Copy out every line of the following material without changing a word, and omit the pictures.

INFORMATION SHOWN
********
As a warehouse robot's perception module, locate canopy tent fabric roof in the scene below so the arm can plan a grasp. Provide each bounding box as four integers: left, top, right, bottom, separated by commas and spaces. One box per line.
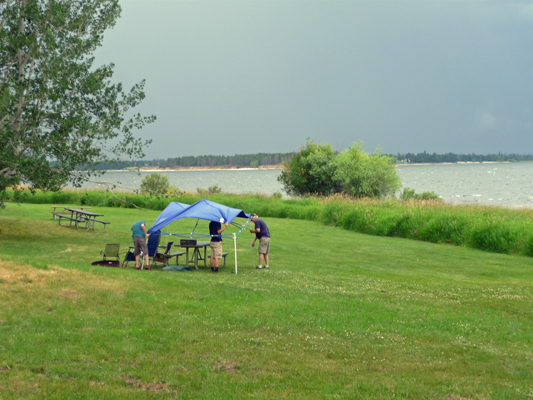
148, 199, 250, 234
148, 201, 190, 234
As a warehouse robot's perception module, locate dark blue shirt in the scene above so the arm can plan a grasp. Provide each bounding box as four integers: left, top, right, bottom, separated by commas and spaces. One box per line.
209, 221, 222, 242
255, 218, 270, 239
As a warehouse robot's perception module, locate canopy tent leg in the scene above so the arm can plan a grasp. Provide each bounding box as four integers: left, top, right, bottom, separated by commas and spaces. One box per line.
233, 233, 238, 275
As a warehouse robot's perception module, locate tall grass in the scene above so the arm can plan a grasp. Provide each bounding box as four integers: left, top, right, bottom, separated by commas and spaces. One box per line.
5, 191, 533, 257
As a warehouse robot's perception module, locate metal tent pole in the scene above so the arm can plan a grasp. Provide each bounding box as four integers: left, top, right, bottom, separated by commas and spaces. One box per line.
233, 233, 238, 275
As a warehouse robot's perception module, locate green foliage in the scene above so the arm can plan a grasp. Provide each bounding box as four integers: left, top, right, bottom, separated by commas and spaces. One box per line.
196, 185, 222, 196
278, 139, 337, 196
141, 172, 170, 196
167, 185, 181, 197
278, 139, 401, 197
0, 0, 155, 203
400, 188, 444, 202
335, 142, 401, 198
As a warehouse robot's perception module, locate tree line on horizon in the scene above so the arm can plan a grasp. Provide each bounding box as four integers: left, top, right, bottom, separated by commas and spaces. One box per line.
388, 151, 533, 164
79, 151, 533, 170
80, 153, 295, 170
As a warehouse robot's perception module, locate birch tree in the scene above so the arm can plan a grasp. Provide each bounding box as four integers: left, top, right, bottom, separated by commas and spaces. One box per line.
0, 0, 155, 200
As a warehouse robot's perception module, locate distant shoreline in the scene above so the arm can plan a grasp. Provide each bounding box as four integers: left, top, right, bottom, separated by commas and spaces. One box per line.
108, 165, 282, 172
396, 161, 512, 167
102, 161, 524, 172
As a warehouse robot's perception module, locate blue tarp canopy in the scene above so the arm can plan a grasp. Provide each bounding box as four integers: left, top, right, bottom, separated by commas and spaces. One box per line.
148, 199, 250, 234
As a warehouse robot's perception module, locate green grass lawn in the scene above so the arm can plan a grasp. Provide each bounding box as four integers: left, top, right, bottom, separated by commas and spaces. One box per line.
0, 204, 533, 400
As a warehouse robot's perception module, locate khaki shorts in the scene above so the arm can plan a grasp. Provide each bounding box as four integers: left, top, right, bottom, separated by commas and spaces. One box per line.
211, 242, 222, 258
259, 236, 270, 254
133, 236, 148, 256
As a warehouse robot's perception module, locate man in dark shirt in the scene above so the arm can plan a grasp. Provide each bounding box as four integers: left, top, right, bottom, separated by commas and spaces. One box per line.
250, 214, 270, 269
209, 219, 229, 272
131, 221, 152, 271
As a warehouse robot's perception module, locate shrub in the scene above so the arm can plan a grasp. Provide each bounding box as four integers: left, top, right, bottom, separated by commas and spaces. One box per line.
167, 185, 181, 197
278, 139, 336, 196
335, 142, 401, 197
196, 185, 222, 196
278, 139, 401, 198
400, 188, 444, 202
141, 173, 170, 196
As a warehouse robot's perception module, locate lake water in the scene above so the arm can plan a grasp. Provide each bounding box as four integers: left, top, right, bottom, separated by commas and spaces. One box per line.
75, 163, 533, 208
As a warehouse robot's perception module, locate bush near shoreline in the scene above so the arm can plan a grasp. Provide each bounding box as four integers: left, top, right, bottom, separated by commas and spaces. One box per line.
3, 190, 533, 257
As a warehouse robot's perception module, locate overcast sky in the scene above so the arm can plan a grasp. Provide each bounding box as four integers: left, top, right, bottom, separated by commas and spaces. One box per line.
96, 0, 533, 159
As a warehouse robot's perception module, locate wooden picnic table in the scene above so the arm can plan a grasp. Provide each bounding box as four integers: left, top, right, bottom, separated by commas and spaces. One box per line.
57, 207, 110, 232
51, 206, 91, 221
174, 242, 210, 269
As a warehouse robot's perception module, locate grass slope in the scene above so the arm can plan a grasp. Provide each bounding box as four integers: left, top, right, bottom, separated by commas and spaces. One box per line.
0, 204, 533, 400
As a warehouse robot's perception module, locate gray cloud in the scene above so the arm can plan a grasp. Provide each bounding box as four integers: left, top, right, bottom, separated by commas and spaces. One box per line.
93, 0, 533, 158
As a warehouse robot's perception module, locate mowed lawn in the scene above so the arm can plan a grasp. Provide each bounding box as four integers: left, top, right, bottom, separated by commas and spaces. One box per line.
0, 203, 533, 400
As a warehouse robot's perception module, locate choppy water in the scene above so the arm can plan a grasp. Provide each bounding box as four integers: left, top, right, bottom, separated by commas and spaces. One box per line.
75, 163, 533, 208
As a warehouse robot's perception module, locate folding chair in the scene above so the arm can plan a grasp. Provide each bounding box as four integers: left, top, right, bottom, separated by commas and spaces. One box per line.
100, 243, 120, 261
122, 231, 161, 269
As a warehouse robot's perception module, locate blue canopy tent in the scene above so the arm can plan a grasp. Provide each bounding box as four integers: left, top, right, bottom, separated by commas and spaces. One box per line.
148, 199, 250, 273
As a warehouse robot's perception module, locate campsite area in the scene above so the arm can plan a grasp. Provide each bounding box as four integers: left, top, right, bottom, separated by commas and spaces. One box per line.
0, 203, 533, 400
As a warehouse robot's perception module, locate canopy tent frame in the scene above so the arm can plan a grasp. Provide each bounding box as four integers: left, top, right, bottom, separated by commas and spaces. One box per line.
148, 200, 251, 274
155, 218, 251, 275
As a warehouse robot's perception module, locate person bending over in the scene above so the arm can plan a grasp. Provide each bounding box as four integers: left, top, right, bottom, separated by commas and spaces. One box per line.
209, 219, 229, 272
250, 214, 270, 269
131, 221, 152, 271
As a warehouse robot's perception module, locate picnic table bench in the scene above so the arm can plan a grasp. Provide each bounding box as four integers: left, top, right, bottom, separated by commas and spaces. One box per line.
57, 207, 110, 232
51, 206, 91, 221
********
SOLUTION FOR THIS TASK
As a warehouse robot's perception module, locate canopy tent fabric roof in the scene below so the arm can plan a grasp. Provide each bounding box as four integers: left, top, right, bottom, separated by commas and spaces. One box per line.
148, 199, 250, 234
148, 201, 190, 234
As a warehouse robot's perception module, locate dark blue shirt in the scene above so the arm can plan a grasp. Provide each bounding box as four integers: left, top, right, bottom, separated by commas and spaces. One box per line.
209, 221, 222, 242
255, 218, 270, 239
As a warehouse robot's perception module, locate canopy tent leg in the scene above so the arm can plan a grasp. Provide each bounding box as four integers: left, top, right, bottom, separated by commas and spaces. One box per line.
233, 233, 238, 275
As a warehouse robot's perception module, locate tall grass in the scene above so the arm can plan a grasp. Provide each bounding box as four integers: left, top, right, bottom, separated by commas and spaces. One box per line.
5, 191, 533, 257
As a warehouse robot's perception module, locate metal tent pole in the scene above so the arm can plan a grasp. Provide each bounding box as four integers: left, top, right, bottom, separated by commas and spaces. One box per line.
233, 233, 238, 275
As a warehouse robot's perception module, locate green foliage in the scene above so the arm can plan a grasp. Provide each bounding box as four integers: left, top, right, bottom, separated by commas and spaces. One box per line.
196, 185, 222, 196
278, 139, 337, 196
141, 172, 170, 196
167, 185, 181, 197
278, 139, 401, 197
0, 0, 155, 203
400, 188, 444, 202
335, 142, 401, 198
As a warehouse robot's perception module, locate tree line on horizon in the scene above so the arm can plan a grasp. Provide each bounding box as four integers: left, top, right, bottom, separated by commas and spaces. One box per line.
388, 151, 533, 164
79, 151, 533, 170
80, 153, 295, 170
As a warehouse robot's perception module, locate birch tree in the scene above so the arm can plan a grasp. Provide each bounding box as four integers: left, top, right, bottom, separated by commas and spaces. One box per line.
0, 0, 155, 200
As a warehouse robot's perception module, locate distant shoreline in the scene above so the arm can plan a grasp. Provide each bounding box as four integers: left, top, right, bottom, separated by commas and spaces. One box per line.
108, 165, 282, 172
396, 161, 512, 167
102, 161, 524, 172
As a warehouse robot's perception module, locate blue tarp canopy in the scene above so the arm can plan a grasp. Provide each bounding box as four integers: left, top, right, bottom, separated by commas and spaces. One box per line.
148, 199, 250, 234
As a warehouse robot's perception module, locate green grass lawn in the scene above so the arm can plan a grasp. Provide each bounding box as four integers: left, top, right, bottom, separated by commas and spaces. One box per line.
0, 204, 533, 400
As a warehouse robot's perception module, locate khaki shorts in the scene above so the arm can plan a grasp. Provide each bounding box as four integers: left, top, right, bottom, separated by commas and spaces. One box per line.
211, 242, 222, 258
259, 236, 270, 254
133, 236, 148, 256
As a warehouse robot's perception module, locate man in dark shirt in the scene above so the arm can plan a grasp. Provide each bounding box as four integers: left, top, right, bottom, separated by commas and spaces. One box per line.
250, 214, 270, 269
209, 219, 229, 272
131, 221, 152, 271
As a warehouse robot's perception module, locate shrub in the scene above so the arm can plan a grasp. Provide each bounding box as four integers: left, top, right, bottom, separated by commas and spaces. One box per line.
167, 185, 181, 197
278, 139, 336, 196
335, 142, 401, 197
196, 185, 222, 196
278, 139, 401, 198
400, 188, 444, 202
141, 173, 170, 196
As a warehouse robot's perception module, locate lake water in the scene above so the arm can plan a grasp. Provide each bounding box as four integers: left, top, right, bottom, separated by commas and spaces. One box per line.
75, 163, 533, 208
As a warehouse robot's perception module, locate bush near shoreline in the scene above so the arm can plan a grasp. Provide each bounding box as four integers: left, top, right, bottom, separated by commas and spaces. One box per line.
3, 190, 533, 257
As a warehouse robot's perception module, locate overcast sky in the scene above so the arm can plan a grasp. Provide each bounding box as four integers: left, top, right, bottom, separated by commas and spaces. One box per line.
96, 0, 533, 159
As a warehouse robot's perception module, locate wooden picnic table in the scene above so the arm can plan a grasp. Provide each bounding box as four integers: left, top, right, bottom, separated by commas and spaces. One box per line.
57, 207, 110, 232
51, 206, 91, 221
174, 242, 210, 269
As a warehouse robot's perception module, locate grass slope in the scene above so the arm can plan a grasp. Provide each bounding box as four integers: left, top, right, bottom, separated by commas and spaces. One box per line.
0, 204, 533, 400
As a warehouse robot's perception module, locate gray cloud in the scene above so the arm can plan a grasp. Provide each bounding box as four integers: left, top, right, bottom, separated by commas and spaces. One box per line.
93, 0, 533, 158
As a warehouse robot's perception module, locate mowed lawn in the scene above so the arm can plan a grasp. Provide each bounding box as four integers: left, top, right, bottom, separated by commas and spaces. One box per line.
0, 203, 533, 400
As a warehouse robot's perception module, locate choppy water in the scene above so the arm can plan a grasp. Provide each bounding box as four integers: left, top, right, bottom, separated by commas and spaces. One box per line.
75, 163, 533, 208
As a warehouse robot's perception module, locate folding chair in the scene above so the arm can plan a grasp. Provide each bounding box as four integers: left, top, right, bottom, separated by commas and spaces. One box per line.
100, 243, 120, 261
122, 231, 161, 269
As a warehouse robot's perception module, locate blue canopy tent in the scene above so the arm can plan a grasp. Provide each bounding box as four integers: left, top, right, bottom, separated by commas and spaces. One box per line.
148, 199, 250, 273
As a warehouse robot's perception module, locate campsite area in the scene above so the arm can plan a grasp. Provide each bounding box as four integers: left, top, right, bottom, separated by commas and spaces. One box per line.
0, 203, 533, 400
As a warehouse robot's perception module, locate canopy tent frame in the scene above so the arm can plan a grasp. Provide each bounding box as four integers: left, top, right, bottom, separated by commas and spaces. One box per line.
148, 200, 251, 274
155, 218, 251, 275
As a warehouse robot's perception module, locate person bending over in the scene above so the arm can plan a grasp. Provide each bounding box as four integers: left, top, right, bottom, separated by commas and spaces. One box per line.
209, 219, 229, 272
250, 214, 270, 269
131, 221, 152, 271
As a warehouse robot's perception module, locate picnic table bench in the scene above so the arm can plan a grasp. Provide each bounding box as four integers: left, top, right, bottom, separated by commas and spaces. One box per line.
57, 207, 110, 232
51, 206, 91, 221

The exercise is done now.